Textauszug
Leitsatz (amtlich)
Ein Haftbefehl nach § 230 Abs. 2 StPO mit dem damit verbundenen Eingriff in die persönliche Freiheit darf nur dann ergehen, wenn und soweit der Anspruch der staatlichen Gemeinschaft auf vollständige Aufklärung der Tat und rasche Bestrafung des Täters anders nicht gesichert werden kann. Zwischen den in § 230 Abs. 2 StPO vorgesehenen Zwangsmitteln besteht ein Stufenverhältnis, d.h. grundsätzlich ist zunächst zwingend das mildere Mittel - nämlich die polizeiliche Vorführung - anzuordnen.
Verfahrensgang
LG Berlin (Entscheidung vom 20.06.2016; Aktenzeichen (506) 254 Js 233/16 KLs (4/16 Trb 1)) |
Tenor
Auf die Beschwerde des Angeklagten wird der Haftbefehl des Landgerichts Berlin vom 20. Juni 2016 aufgehoben.

Daten zur Analyse
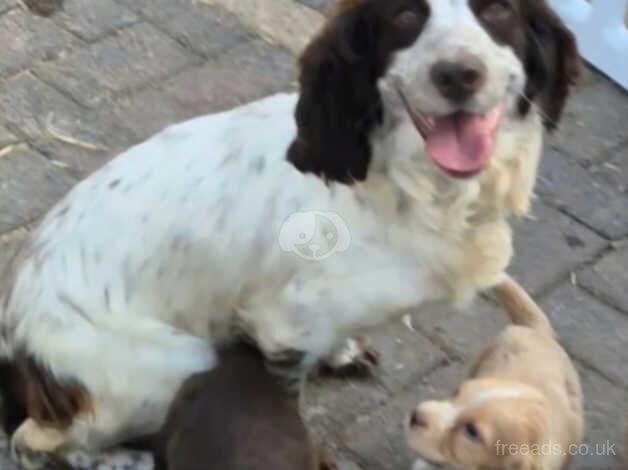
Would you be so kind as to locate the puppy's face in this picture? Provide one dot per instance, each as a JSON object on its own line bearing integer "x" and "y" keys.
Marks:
{"x": 485, "y": 424}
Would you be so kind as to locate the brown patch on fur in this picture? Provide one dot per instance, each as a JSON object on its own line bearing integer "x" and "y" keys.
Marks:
{"x": 30, "y": 390}
{"x": 235, "y": 416}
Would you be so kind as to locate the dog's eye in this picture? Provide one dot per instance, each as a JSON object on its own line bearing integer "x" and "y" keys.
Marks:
{"x": 407, "y": 19}
{"x": 472, "y": 432}
{"x": 496, "y": 12}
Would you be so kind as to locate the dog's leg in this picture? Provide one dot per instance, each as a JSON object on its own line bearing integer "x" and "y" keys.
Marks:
{"x": 126, "y": 379}
{"x": 353, "y": 358}
{"x": 35, "y": 446}
{"x": 318, "y": 309}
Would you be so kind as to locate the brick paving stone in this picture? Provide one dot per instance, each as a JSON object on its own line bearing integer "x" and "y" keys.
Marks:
{"x": 36, "y": 109}
{"x": 463, "y": 333}
{"x": 614, "y": 173}
{"x": 206, "y": 30}
{"x": 7, "y": 4}
{"x": 250, "y": 71}
{"x": 6, "y": 137}
{"x": 9, "y": 244}
{"x": 405, "y": 355}
{"x": 322, "y": 5}
{"x": 27, "y": 38}
{"x": 92, "y": 19}
{"x": 377, "y": 441}
{"x": 29, "y": 185}
{"x": 136, "y": 56}
{"x": 565, "y": 184}
{"x": 608, "y": 278}
{"x": 594, "y": 123}
{"x": 548, "y": 246}
{"x": 590, "y": 330}
{"x": 606, "y": 407}
{"x": 330, "y": 404}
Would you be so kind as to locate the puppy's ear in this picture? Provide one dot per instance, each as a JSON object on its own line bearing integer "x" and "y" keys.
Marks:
{"x": 339, "y": 101}
{"x": 552, "y": 61}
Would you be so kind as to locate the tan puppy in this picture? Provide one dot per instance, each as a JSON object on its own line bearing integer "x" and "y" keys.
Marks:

Arbeitsauftrag 1
Beantworten Sie anhand des Textauszugs die folgenden Fragen:
(a) Welches Zwangsmittel ist nach dem Leitsatz grundsätzlich zuerst anzuordnen?
(b) Von welchem Tag stammt die Entscheidung des Landgerichts Berlin?
(c) Wer hat die Beschwerde gegen den Haftbefehl eingelegt?
Arbeitsauftrag 2
Führen Sie den Textauszug über die Aufhebung des Haftbefehls nach § 230 Abs. 2 StPO fort.

Antwort 1
(a) Die polizeiliche Vorführung.
(b) Vom 20. Juni 2016.
(c) Der Angeklagte.

Antwort 2
Die Landeskasse Berlin hat die Kosten des Beschwerdeverfahrens und die dem Angeklagten insoweit entstandenen notwendigen Auslagen zu tragen.
Gründe
Mit der zugelassenen Anklage der Staatsanwaltschaft Berlin vom 29. Februar 2016 wird dem Angeklagten vorgeworfen, sich der versuchten Strafvereitelung zugunsten der Mitangeklagten G schuldig gemacht zu haben, die ihrerseits des bandenmäßigen unerlaubten Handeltreibens mit Betäubungsmitteln in nicht geringer Menge beschuldigt ist. Dem Angeklagten wird zur Last gelegt, er habe am 25. September 2015 anlässlich einer Durchsuchungsmaßnahme im Kiosk der G in B. der Wahrheit zuwider angegeben, das dort aufgefundene, in Konsumeinheiten portionierte und zum Verkauf vorgesehene Marihuana mit einem Wirkstoffgehalt von 9,652 Gramm THC habe ihm und nicht der G gehört, um diese vor Bestrafung zu bewahren. Eine solche Erklärung habe er am 14. Oktober 2015 schriftlich wiederholt.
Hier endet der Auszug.